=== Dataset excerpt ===
========
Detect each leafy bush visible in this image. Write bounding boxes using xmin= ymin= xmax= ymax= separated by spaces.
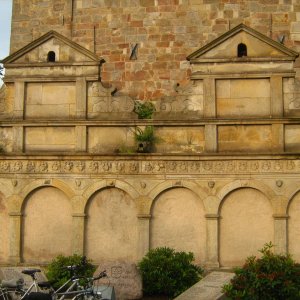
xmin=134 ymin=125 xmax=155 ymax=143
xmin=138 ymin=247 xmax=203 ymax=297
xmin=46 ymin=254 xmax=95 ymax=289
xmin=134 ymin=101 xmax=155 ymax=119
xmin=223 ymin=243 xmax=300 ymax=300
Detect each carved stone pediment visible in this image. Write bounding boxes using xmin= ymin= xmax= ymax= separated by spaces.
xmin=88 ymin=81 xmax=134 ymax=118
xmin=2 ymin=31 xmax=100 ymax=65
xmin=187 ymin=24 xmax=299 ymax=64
========
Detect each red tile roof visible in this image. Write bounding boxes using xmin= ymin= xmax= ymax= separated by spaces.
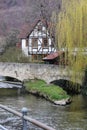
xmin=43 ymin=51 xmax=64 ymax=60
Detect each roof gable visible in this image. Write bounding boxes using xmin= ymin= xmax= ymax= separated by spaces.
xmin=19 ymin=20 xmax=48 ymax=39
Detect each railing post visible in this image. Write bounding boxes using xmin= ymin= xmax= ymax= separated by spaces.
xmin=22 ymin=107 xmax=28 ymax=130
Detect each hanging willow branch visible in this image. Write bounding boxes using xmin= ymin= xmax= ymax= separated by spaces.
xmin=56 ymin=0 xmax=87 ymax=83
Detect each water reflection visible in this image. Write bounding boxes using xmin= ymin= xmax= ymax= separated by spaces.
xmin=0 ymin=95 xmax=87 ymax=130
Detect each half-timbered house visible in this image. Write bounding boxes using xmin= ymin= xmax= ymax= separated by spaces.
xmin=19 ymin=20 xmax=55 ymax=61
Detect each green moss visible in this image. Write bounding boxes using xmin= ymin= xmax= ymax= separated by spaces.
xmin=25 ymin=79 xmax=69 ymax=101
========
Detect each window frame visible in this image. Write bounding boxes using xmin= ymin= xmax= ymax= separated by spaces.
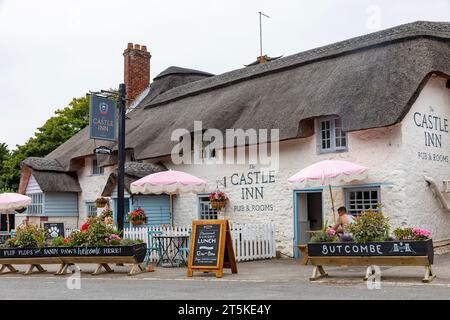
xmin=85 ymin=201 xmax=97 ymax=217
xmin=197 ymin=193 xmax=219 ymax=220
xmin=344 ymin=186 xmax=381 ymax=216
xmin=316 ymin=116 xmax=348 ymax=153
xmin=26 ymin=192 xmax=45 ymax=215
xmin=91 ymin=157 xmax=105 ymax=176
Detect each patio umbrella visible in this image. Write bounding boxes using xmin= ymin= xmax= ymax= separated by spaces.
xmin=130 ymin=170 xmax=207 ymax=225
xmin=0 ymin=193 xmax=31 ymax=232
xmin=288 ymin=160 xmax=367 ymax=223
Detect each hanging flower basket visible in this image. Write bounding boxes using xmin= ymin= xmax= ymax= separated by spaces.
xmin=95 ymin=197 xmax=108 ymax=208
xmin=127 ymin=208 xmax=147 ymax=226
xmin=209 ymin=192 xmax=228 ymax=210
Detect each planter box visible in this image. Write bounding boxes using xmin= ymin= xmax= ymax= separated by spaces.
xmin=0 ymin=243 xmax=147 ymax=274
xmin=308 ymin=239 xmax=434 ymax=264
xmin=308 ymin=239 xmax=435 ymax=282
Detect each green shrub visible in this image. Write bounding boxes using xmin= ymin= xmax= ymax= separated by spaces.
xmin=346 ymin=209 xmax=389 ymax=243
========
Tallying with case taken into account, how many lines of the records contain the string "green"? Reply with the number alone.

2